EXERCISE DIRECTIONS –
Output the entries below exactly, from the first line to the line holding "target: sock", both included.

:::

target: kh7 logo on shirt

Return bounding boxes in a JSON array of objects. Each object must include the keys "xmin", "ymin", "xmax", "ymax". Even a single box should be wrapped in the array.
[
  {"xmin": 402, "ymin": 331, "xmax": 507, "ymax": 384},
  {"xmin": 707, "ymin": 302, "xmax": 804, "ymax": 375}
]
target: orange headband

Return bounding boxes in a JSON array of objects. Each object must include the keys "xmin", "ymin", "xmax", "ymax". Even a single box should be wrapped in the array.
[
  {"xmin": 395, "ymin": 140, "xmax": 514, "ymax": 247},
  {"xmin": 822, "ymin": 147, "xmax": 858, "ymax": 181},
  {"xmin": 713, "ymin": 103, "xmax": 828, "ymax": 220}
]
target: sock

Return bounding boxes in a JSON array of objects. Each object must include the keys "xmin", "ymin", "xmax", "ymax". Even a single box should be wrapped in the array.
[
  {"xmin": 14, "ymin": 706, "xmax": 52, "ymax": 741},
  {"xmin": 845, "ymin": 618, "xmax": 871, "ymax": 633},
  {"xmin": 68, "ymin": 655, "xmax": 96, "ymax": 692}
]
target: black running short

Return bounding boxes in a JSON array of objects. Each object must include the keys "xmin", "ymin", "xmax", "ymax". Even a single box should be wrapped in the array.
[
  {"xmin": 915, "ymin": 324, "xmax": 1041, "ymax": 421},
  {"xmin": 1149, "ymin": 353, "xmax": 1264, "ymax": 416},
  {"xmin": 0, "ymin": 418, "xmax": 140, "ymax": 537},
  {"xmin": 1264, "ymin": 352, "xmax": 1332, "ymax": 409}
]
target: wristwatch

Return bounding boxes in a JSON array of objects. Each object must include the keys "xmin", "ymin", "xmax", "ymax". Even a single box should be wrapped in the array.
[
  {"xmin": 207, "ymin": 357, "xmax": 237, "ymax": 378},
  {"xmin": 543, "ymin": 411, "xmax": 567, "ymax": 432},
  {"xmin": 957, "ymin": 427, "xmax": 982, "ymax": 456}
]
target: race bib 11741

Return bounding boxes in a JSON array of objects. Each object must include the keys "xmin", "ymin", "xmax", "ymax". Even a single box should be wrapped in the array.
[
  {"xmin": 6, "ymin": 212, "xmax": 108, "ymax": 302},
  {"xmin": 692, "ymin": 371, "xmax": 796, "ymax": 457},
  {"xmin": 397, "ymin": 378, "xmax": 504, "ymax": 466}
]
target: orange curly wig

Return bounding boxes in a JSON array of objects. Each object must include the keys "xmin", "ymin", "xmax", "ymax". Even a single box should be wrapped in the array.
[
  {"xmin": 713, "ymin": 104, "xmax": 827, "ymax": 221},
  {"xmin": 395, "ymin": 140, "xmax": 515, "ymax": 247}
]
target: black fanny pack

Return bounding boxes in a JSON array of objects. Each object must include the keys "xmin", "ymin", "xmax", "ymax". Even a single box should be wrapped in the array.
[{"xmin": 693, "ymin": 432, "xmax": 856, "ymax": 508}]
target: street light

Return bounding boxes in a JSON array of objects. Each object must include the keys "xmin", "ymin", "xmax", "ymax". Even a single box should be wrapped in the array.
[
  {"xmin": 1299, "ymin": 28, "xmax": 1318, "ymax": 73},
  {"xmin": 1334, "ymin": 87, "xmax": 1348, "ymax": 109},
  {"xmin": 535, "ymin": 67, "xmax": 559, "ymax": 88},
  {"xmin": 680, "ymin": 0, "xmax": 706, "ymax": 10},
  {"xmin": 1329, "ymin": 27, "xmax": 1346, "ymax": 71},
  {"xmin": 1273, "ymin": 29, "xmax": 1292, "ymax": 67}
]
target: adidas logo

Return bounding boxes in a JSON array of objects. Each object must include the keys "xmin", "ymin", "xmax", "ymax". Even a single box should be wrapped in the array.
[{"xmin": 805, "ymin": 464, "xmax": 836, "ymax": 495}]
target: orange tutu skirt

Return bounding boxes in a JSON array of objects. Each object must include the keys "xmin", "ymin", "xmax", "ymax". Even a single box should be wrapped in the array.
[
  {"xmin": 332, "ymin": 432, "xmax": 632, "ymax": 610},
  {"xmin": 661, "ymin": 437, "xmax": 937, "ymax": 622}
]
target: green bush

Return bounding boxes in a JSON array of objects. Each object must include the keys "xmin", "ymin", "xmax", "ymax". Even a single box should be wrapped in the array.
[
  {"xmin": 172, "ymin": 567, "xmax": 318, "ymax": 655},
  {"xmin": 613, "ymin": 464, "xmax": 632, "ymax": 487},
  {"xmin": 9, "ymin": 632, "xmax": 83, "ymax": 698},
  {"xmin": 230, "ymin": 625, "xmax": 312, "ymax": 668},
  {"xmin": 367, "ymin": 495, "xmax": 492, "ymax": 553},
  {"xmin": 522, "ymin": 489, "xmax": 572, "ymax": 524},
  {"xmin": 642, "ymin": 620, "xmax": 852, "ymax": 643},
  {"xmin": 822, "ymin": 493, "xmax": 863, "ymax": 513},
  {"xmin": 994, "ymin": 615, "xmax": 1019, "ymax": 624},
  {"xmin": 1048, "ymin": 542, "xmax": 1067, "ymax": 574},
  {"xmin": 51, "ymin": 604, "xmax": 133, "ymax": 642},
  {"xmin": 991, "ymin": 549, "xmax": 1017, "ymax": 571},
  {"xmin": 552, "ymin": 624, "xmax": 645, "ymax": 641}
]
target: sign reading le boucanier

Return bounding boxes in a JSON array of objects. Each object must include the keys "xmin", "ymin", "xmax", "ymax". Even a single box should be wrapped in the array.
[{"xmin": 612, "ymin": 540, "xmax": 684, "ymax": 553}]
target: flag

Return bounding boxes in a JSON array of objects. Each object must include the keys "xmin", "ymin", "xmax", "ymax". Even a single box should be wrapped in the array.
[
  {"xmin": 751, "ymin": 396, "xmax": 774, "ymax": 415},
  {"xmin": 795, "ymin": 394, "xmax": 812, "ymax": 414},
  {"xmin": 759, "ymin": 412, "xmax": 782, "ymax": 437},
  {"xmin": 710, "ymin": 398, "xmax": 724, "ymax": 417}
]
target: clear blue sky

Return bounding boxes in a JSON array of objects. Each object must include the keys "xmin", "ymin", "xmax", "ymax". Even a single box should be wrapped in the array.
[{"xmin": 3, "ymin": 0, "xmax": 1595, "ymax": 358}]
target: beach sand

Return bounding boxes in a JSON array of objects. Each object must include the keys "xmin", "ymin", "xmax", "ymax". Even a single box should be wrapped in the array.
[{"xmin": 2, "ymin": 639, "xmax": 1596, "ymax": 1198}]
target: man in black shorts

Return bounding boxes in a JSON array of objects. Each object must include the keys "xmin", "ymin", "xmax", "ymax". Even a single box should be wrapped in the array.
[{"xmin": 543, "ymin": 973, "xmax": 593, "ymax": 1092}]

:::

WRITTEN ANSWER –
target: kh7 logo on shirt

Return bounding boxes in a JSON array of objects. Each object must include the keys "xmin", "ymin", "xmax", "ymax". Even a single box should be wrapped in the array.
[
  {"xmin": 402, "ymin": 331, "xmax": 507, "ymax": 384},
  {"xmin": 707, "ymin": 302, "xmax": 804, "ymax": 375}
]
target: orange headband

Return bounding boxes in a JSON array of objects. Each object must include the keys "xmin", "ymin", "xmax", "ymax". Even a single box should be wrapped in the array.
[
  {"xmin": 395, "ymin": 140, "xmax": 514, "ymax": 247},
  {"xmin": 822, "ymin": 147, "xmax": 858, "ymax": 181},
  {"xmin": 713, "ymin": 103, "xmax": 828, "ymax": 220}
]
target: sock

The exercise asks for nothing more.